- WHAT IS ASKED:
Pull out each line of the items below that contains the word "short", matching its case precisely, and copy those lines.

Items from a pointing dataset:
|---|

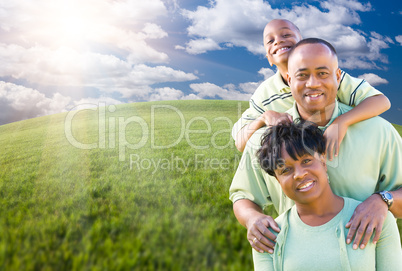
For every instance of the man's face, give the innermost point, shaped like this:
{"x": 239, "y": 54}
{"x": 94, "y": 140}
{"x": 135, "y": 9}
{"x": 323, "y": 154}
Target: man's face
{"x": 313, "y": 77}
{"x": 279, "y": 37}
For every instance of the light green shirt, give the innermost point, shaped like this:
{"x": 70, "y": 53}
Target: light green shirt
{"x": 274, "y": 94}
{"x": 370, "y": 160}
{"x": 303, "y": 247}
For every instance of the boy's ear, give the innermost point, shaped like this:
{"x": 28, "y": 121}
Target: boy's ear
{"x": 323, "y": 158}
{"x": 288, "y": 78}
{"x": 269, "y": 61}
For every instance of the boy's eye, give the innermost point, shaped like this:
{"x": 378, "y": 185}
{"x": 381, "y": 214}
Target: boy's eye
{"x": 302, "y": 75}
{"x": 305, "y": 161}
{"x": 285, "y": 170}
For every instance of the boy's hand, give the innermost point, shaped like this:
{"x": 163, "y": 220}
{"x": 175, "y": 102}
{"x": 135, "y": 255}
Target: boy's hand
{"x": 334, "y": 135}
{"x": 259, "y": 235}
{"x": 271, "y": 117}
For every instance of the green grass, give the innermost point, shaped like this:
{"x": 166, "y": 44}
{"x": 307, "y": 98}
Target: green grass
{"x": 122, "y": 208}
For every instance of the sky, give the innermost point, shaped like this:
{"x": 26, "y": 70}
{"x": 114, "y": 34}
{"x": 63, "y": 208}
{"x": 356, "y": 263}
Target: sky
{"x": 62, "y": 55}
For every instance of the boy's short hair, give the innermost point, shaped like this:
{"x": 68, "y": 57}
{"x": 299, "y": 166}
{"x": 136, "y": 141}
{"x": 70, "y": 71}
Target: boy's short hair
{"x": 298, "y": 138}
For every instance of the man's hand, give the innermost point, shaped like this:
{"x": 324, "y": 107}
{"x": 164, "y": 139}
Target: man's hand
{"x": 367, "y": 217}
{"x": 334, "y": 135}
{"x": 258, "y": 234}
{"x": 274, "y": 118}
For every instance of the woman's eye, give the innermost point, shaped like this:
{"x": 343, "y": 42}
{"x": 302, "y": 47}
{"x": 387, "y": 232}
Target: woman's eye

|---|

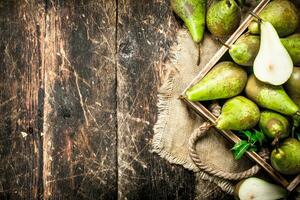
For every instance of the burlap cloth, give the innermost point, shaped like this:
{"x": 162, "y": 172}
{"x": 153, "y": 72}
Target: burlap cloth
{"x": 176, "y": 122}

|---|

- THE RESPONSE:
For every instance of the boy's short hair, give the innermost point, shaped like this:
Target: boy's short hair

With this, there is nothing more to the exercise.